Task brief: Give the data again exactly as written, skipping any pictures.
------
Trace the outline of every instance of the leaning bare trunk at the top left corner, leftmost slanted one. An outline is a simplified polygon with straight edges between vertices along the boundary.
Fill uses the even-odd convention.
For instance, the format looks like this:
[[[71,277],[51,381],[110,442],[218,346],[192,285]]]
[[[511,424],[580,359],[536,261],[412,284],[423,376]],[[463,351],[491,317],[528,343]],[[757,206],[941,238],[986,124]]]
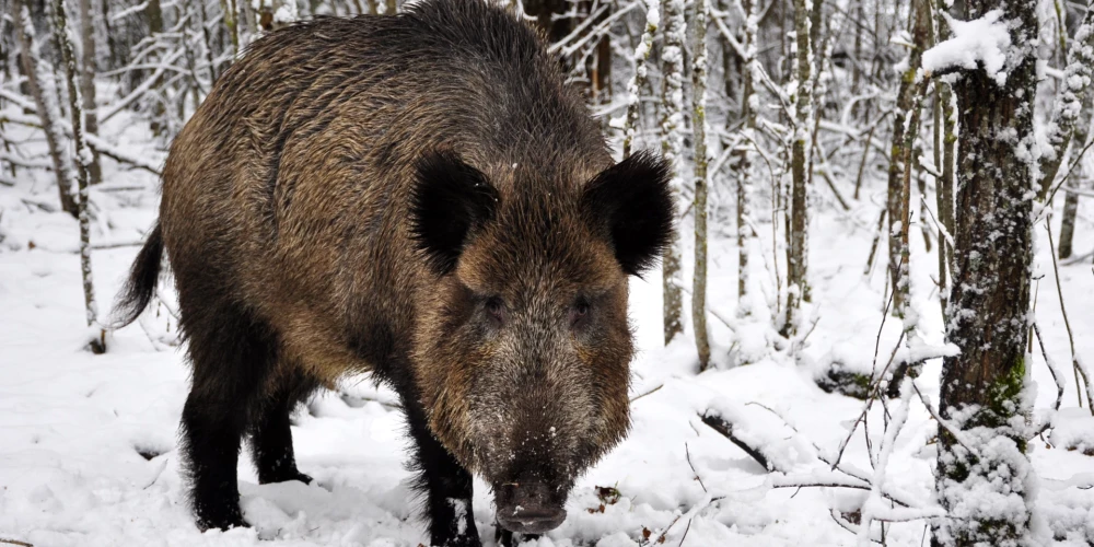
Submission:
[[[25,0],[12,2],[12,19],[15,21],[15,34],[20,48],[23,50],[23,71],[30,81],[34,106],[42,120],[42,132],[46,136],[54,174],[57,176],[57,191],[60,195],[61,209],[73,217],[78,216],[75,197],[72,195],[72,164],[66,152],[65,130],[61,127],[60,101],[57,98],[57,85],[54,70],[42,58],[42,44],[34,34],[34,23],[31,21],[31,10]]]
------
Response to the task:
Trace the outline of every instance of the leaning bare trunk at the top left corner, leftmost slanted one. An outline is a simplified polygon with straight edges between vertices along the boundary.
Fill uses the even-odd convention.
For instance, the format looks like this:
[[[71,277],[51,381],[110,442],[218,346],[192,285]]]
[[[511,424],[580,359],[536,261],[412,284],[423,376]],[[463,351],[491,317],[528,343]],[[757,206],[941,238],[986,124]]]
Submission:
[[[25,0],[12,2],[12,19],[15,21],[15,34],[20,48],[23,50],[23,71],[30,81],[34,106],[42,120],[42,132],[46,136],[54,174],[57,176],[57,191],[60,195],[61,209],[73,217],[78,216],[75,197],[72,195],[72,164],[66,152],[65,130],[61,127],[60,101],[57,98],[57,85],[54,70],[42,58],[42,44],[34,34],[34,23],[31,21],[31,10]]]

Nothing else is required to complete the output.